◆ **Aim of the task**
Copy the material from its beginning up to and including the line containing "150L202 151L206 150L206", substituting "outline" for "polygon" and leaving everything else as it is.
━━━━━ Data for this task
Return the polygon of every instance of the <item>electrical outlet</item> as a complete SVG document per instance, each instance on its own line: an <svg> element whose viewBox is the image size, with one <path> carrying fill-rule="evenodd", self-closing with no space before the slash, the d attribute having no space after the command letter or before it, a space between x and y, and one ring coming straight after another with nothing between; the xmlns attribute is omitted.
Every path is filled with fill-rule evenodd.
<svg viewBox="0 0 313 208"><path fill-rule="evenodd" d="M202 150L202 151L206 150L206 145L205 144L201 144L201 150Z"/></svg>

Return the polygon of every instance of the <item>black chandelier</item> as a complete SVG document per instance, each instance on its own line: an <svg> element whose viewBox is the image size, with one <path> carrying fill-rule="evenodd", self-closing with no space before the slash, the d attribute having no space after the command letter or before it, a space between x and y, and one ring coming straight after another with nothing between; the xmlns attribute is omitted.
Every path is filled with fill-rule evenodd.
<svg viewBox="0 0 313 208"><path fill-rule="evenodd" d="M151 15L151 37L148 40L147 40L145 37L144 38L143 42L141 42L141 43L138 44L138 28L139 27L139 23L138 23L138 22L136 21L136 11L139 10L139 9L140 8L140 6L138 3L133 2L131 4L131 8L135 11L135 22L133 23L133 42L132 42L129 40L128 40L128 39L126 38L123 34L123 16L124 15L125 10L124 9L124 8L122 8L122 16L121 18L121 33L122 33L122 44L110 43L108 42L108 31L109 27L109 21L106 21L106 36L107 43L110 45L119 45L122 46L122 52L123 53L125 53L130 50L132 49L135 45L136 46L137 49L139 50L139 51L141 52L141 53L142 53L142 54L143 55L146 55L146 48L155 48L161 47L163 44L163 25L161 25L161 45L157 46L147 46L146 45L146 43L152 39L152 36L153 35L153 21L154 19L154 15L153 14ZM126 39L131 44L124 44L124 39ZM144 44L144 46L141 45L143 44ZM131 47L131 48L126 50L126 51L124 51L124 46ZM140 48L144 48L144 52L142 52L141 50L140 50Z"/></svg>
━━━━━━━━━━
◆ **Final answer**
Return the outline of every instance of the <item>electrical outlet</item> as a complete SVG document per instance, each instance on its own line: an <svg> element whose viewBox is the image size, with one <path> carrying fill-rule="evenodd", self-closing with no space before the slash, the d attribute having no space after the command letter or before it, a space between x and y, and one ring coming straight after another with nothing between; the xmlns attribute is omitted.
Every path is filled with fill-rule evenodd.
<svg viewBox="0 0 313 208"><path fill-rule="evenodd" d="M202 150L202 151L206 150L206 145L205 144L201 144L201 150Z"/></svg>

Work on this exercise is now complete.